Una lettura delle relazioni con le Chiese ortodosse di tradizione bizantina

Attraverso i santi e i poveri riscopriamo la comunione fraterna

 Attraverso i santi e i poveri riscopriamo la comunione fraterna  QUO-016
21 gennaio 2022

Ripercorrere gli eventi più significativi di un anno appena trascorso diventa sempre — soprattutto per un credente — anche l’occasione per cercare il “filo conduttore” che lega gli eventi, la “parola” di Dio in essi racchiusa. Questa è una necessità particolarmente avvertita in un anno così straordinario come quello conclusosi da poco, segnato da una pandemia che ha costretto e che costringe a “ripensare” il mondo in cui viviamo, a guardare le cose da un’altra prospettiva. Ho provato così a leggere anche gli eventi che hanno caratterizzato le relazioni del nostro dicastero con le Chiese ortodosse di tradizione bizantina nel 2021, anno che si è aperto sullo sfondo del 40° anniversario della proclamazione dei santi fratelli Cirillo e Metodio come co-patroni d’Europa da parte di Papa san Giovanni Paolo ii con la lettera apostolica Egregiae virtutis (31 dicembre 1980).

Domande di studio>
#1 Copia dal brano sulle Chiese ortodosse la parte che va da "Ripercorrere gli eventi" a "(31 dicembre 1980).".
#2 Nel brano sulle Chiese ortodosse, quale anniversario fa da sfondo all'inizio del 2021?
#3 Prosegui il brano sulle relazioni con le Chiese ortodosse dal punto in cui si ferma.
Il materiale non serve in alcun modo a svolgere questo esercizio.

Contenuto dei dati>
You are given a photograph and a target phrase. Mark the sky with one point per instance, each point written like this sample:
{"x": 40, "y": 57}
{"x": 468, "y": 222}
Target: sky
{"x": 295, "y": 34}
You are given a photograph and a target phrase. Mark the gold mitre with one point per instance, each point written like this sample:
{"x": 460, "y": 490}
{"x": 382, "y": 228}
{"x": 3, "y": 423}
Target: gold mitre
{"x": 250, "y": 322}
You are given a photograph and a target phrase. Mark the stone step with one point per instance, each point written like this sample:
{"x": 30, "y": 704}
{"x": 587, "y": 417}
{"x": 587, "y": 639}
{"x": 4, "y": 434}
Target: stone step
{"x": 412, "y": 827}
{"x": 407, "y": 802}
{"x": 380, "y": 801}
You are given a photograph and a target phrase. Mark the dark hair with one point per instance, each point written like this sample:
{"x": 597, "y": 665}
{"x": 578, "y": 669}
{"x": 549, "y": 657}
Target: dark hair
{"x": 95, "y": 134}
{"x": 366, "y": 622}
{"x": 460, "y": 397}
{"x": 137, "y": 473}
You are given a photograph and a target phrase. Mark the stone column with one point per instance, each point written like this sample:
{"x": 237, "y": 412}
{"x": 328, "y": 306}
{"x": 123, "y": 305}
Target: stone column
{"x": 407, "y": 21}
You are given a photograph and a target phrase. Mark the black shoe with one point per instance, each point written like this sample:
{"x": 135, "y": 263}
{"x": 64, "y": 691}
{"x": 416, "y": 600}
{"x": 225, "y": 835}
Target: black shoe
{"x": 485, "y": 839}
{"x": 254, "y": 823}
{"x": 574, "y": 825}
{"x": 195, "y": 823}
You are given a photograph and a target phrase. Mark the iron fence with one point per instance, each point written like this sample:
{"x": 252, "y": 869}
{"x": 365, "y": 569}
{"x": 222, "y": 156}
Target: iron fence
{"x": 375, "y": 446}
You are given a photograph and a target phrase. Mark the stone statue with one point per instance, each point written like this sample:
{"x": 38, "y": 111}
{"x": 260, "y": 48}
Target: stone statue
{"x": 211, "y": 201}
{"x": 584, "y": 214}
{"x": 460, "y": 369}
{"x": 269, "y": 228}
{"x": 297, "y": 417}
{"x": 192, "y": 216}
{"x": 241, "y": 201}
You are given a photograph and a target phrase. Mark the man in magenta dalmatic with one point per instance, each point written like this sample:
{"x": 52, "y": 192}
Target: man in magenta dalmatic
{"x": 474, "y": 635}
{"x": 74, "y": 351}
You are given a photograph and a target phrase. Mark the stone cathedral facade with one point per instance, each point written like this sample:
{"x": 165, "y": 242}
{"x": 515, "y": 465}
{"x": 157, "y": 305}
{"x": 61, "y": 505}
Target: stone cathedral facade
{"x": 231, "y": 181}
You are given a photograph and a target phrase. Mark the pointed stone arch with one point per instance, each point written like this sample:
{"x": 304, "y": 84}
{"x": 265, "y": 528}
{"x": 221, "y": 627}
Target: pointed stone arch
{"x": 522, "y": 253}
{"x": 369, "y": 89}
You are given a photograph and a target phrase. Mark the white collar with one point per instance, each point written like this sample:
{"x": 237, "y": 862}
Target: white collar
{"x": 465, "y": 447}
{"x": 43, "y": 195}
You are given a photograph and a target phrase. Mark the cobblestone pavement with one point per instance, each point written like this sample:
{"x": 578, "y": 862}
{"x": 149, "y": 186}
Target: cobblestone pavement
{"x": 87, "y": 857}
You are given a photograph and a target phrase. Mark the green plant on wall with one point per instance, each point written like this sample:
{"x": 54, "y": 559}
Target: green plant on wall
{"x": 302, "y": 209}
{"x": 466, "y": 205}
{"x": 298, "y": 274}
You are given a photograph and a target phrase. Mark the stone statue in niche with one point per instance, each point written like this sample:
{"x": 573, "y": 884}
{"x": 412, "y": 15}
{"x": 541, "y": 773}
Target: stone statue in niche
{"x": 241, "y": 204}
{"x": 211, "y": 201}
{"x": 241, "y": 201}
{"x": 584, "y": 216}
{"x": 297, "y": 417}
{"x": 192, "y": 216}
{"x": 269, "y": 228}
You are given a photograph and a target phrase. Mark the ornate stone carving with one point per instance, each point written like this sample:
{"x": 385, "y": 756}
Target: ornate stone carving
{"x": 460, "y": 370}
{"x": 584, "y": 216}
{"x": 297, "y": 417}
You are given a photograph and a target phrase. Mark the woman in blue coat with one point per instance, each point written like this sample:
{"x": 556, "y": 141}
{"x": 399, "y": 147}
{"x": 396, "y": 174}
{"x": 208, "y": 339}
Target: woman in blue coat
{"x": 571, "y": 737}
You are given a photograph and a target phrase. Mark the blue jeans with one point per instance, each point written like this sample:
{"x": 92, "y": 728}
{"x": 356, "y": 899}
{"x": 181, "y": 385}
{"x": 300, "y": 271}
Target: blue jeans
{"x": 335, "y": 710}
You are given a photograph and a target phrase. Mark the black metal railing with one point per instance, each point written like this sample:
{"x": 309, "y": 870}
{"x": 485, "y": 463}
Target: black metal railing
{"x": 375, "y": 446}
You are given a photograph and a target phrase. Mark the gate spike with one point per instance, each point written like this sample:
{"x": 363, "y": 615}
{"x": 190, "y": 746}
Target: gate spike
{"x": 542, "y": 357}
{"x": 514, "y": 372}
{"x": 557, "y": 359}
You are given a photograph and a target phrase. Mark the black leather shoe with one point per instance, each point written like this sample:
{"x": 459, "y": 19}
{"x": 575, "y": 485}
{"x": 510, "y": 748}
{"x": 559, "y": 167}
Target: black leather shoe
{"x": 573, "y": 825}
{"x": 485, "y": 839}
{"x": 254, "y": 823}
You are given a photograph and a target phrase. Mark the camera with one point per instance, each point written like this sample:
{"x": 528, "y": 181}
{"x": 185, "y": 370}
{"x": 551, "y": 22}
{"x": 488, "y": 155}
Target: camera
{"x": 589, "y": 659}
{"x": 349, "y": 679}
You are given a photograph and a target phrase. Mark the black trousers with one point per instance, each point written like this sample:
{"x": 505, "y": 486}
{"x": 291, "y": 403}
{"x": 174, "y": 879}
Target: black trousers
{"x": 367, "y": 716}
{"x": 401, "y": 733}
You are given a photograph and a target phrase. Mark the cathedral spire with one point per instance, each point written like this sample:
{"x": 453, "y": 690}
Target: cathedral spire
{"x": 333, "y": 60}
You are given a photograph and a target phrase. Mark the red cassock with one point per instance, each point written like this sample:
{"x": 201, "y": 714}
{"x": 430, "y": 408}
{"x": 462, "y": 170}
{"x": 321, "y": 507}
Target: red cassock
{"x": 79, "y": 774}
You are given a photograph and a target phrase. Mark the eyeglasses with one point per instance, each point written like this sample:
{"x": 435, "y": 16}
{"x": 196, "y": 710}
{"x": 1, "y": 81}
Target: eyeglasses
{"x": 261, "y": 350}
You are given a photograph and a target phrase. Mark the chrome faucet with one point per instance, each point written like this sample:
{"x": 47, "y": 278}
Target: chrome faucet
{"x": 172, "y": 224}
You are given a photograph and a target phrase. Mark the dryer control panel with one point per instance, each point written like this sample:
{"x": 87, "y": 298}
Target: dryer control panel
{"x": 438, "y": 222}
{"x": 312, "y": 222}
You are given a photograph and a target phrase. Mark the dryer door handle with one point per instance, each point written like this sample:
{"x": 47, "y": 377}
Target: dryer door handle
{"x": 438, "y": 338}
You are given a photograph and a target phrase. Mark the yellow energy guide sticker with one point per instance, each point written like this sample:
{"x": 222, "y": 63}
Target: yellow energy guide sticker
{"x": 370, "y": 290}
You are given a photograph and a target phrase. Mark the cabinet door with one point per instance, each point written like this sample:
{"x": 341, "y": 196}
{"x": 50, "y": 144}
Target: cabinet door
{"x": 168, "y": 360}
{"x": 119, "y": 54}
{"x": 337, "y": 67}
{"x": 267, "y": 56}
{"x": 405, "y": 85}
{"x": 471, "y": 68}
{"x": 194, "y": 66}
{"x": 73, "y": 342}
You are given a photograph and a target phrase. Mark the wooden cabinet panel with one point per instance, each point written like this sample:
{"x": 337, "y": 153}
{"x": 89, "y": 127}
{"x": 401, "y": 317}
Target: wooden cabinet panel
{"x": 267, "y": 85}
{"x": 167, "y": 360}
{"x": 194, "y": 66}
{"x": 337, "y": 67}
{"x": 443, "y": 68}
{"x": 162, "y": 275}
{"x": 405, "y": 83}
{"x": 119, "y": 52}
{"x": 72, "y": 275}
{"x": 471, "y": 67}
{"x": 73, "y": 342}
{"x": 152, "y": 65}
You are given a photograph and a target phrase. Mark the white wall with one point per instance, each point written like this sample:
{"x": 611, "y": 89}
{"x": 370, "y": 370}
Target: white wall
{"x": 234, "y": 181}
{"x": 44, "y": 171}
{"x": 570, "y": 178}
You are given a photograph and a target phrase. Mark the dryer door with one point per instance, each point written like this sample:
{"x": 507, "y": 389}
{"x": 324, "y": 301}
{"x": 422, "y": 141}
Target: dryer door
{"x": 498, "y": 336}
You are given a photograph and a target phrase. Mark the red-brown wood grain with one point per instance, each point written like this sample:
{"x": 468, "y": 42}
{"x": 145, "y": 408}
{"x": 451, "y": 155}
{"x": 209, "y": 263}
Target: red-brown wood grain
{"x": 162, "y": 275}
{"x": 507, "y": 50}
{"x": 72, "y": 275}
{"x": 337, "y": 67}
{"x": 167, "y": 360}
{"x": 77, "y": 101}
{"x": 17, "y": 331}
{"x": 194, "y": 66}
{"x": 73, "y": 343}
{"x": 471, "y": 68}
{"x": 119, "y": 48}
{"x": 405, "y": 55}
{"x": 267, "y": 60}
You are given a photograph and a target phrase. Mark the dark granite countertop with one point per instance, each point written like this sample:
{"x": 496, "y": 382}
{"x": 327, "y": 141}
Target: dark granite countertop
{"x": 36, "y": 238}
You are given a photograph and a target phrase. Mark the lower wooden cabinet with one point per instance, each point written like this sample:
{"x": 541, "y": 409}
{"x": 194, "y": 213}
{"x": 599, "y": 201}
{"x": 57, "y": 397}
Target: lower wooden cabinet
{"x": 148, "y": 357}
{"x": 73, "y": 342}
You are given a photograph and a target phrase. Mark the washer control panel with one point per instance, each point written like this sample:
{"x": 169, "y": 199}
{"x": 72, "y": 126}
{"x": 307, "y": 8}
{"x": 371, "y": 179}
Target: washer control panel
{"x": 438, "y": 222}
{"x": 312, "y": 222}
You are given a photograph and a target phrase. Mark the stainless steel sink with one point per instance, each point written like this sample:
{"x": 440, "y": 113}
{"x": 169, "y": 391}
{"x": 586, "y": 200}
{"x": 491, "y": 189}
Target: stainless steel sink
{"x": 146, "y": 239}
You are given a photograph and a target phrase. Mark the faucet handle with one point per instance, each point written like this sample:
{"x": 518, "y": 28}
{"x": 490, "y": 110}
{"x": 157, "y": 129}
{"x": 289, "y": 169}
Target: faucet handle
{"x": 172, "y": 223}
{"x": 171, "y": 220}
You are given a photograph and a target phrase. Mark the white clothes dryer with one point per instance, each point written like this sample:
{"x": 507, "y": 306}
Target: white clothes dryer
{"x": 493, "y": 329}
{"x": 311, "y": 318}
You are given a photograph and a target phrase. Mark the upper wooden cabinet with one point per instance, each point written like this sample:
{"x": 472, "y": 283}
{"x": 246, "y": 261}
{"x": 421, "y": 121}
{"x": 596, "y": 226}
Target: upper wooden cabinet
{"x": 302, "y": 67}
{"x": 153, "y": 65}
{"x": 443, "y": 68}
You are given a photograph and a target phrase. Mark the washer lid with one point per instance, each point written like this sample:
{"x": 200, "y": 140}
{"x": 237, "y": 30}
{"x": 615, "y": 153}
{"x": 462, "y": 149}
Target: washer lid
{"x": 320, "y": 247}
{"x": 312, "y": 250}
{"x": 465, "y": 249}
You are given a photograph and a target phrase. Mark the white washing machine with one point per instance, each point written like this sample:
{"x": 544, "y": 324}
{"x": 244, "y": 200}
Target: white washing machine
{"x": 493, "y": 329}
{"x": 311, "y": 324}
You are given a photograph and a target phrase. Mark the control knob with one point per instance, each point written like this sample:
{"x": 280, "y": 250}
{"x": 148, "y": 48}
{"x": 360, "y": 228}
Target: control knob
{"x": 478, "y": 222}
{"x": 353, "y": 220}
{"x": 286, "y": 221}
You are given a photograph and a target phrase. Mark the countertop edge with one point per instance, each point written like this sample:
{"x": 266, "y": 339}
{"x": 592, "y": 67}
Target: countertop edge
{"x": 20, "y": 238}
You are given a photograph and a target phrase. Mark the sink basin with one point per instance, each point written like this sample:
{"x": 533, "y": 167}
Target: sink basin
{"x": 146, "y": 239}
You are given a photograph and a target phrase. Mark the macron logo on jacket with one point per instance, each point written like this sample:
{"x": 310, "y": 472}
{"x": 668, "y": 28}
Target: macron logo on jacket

Soluzioni dell'esercizio>
#1
Ripercorrere gli eventi più significativi di un anno appena trascorso diventa sempre — soprattutto per un credente — anche l’occasione per cercare il “filo conduttore” che lega gli eventi, la “parola” di Dio in essi racchiusa. Questa è una necessità particolarmente avvertita in un anno così straordinario come quello conclusosi da poco, segnato da una pandemia che ha costretto e che costringe a “ripensare” il mondo in cui viviamo, a guardare le cose da un’altra prospettiva. Ho provato così a leggere anche gli eventi che hanno caratterizzato le relazioni del nostro dicastero con le Chiese ortodosse di tradizione bizantina nel 2021, anno che si è aperto sullo sfondo del 40° anniversario della proclamazione dei santi fratelli Cirillo e Metodio come co-patroni d’Europa da parte di Papa san Giovanni Paolo ii con la lettera apostolica Egregiae virtutis (31 dicembre 1980).

#2 Il 40° anniversario della proclamazione dei santi fratelli Cirillo e Metodio come co-patroni d'Europa.

#3
Nel febbraio 2021 si è tenuta online la conferenza «Chiesa e pandemia: sfide e prospettive», in occasione del quinto anniversario dell’incontro a L’Avana tra Papa Francesco e sua santità il Patriarca Kirill di Mosca e di tutta la Russia. Da parte della Santa Sede, hanno preso parte alla riunione il cardinale Kurt Koch, presidente del Pontificio Consiglio per la promozione dell’unità dei cristiani, alcuni officiali del dicastero, e monsignor Rino Fisichella, presidente del Pontificio Consiglio per la promozione della nuova evangelizzazione. I partecipanti della Chiesa ortodossa russa erano il presidente del Dipartimento per le relazioni ecclesiastiche esterne del Patriarcato di Mosca, il metropolita Hilarion di Volokolamsk, alcuni officiali del dipartimento, e il vescovo Panteleimon, presidente del Dipartimento sinodale per la carità e il servizio sociale della Chiesa. Tutti hanno confermato che la pandemia ha rivelato una serie di squilibri internazionali e sociali acuti, per il superamento dei quali sono essenziali, oltre alla testimonianza comune, le azioni congiunte dei cristiani.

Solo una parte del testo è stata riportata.